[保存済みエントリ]
------------------------------------------------

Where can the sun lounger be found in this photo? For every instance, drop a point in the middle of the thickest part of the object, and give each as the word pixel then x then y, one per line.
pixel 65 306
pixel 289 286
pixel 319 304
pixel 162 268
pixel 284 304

------------------------------------------------

→ **課題**
上の行をすべて、1行につき1つの文字列を持つJSONリストとして表せ。空行は除く。

→ **解答**
[
  "Where can the sun lounger be found in this photo? For every instance, drop a point in the middle of the thickest part of the object, and give each as the word pixel then x then y, one per line.",
  "pixel 65 306",
  "pixel 289 286",
  "pixel 319 304",
  "pixel 162 268",
  "pixel 284 304"
]